>> START Task material

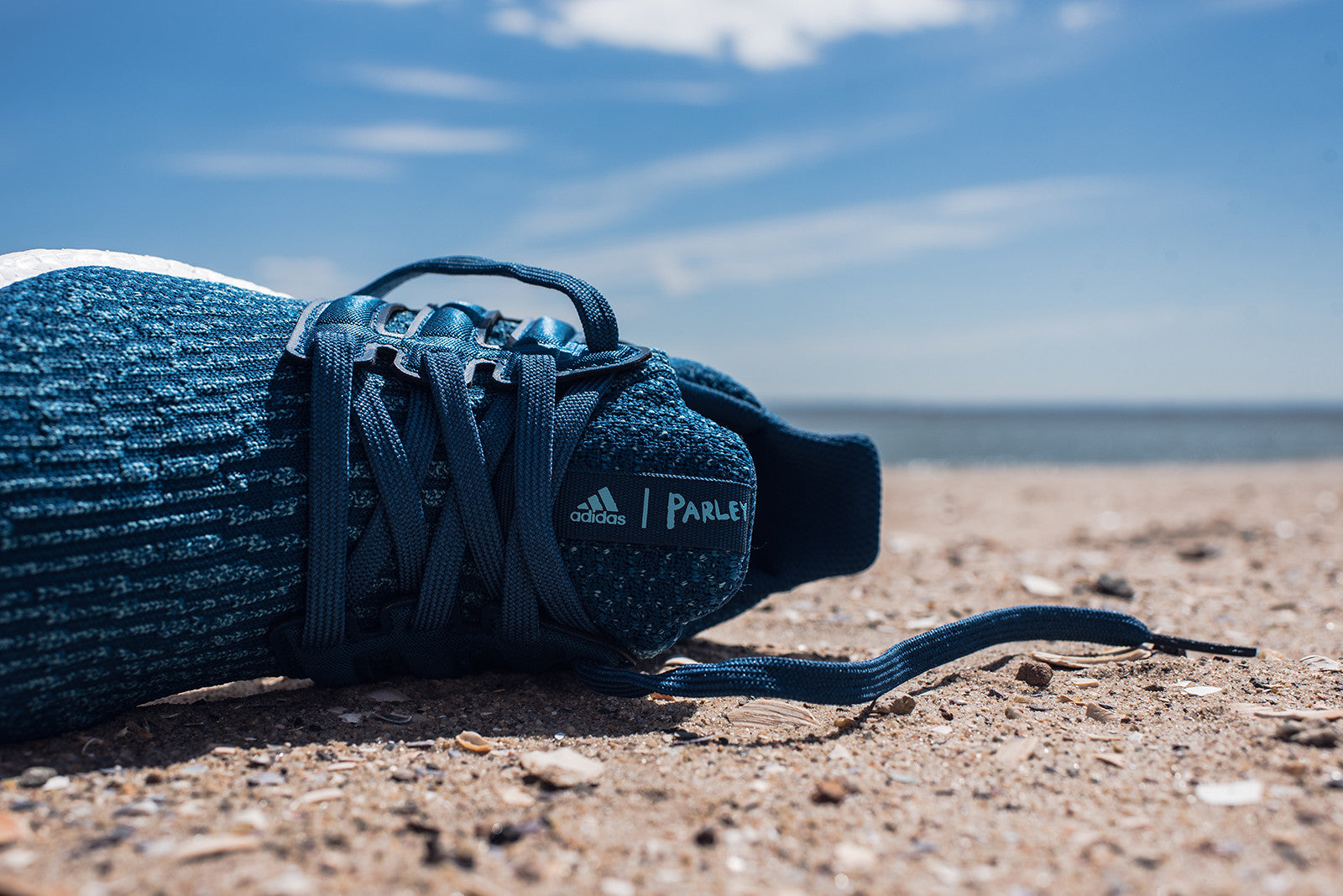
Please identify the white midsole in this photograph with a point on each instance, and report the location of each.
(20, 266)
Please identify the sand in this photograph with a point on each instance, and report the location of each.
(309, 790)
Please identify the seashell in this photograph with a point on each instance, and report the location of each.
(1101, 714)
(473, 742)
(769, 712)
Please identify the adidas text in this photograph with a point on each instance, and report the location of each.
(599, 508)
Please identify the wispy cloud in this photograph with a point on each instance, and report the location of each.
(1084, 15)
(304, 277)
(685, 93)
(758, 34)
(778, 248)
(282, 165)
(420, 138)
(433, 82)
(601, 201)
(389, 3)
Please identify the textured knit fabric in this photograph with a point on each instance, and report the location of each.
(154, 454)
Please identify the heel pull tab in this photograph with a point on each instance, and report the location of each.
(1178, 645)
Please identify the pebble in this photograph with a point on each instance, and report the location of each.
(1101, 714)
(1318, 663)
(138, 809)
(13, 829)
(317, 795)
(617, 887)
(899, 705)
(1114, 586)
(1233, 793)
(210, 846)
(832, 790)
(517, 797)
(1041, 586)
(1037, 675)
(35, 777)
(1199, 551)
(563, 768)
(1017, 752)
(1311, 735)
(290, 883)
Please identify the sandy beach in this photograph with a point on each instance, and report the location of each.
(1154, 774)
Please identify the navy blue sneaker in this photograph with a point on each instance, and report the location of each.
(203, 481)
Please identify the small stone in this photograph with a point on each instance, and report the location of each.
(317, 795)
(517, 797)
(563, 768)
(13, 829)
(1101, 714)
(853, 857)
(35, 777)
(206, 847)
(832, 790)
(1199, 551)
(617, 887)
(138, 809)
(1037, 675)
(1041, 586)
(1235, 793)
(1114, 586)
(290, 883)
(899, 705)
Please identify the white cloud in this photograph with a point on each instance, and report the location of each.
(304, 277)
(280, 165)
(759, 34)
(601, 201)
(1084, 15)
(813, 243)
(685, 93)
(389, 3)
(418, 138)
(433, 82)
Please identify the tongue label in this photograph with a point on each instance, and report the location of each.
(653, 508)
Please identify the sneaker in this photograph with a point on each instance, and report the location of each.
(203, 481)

>> END Task material

Reproduce the lines from the one containing "Please identify the heel" through the one containing "(1178, 645)", inclusive, keeping the request text unchanged. Shift every coordinate in the answers by adding -19 to it.

Please identify the heel pull tab in this photograph with a point on each instance, and report the location of each.
(1159, 626)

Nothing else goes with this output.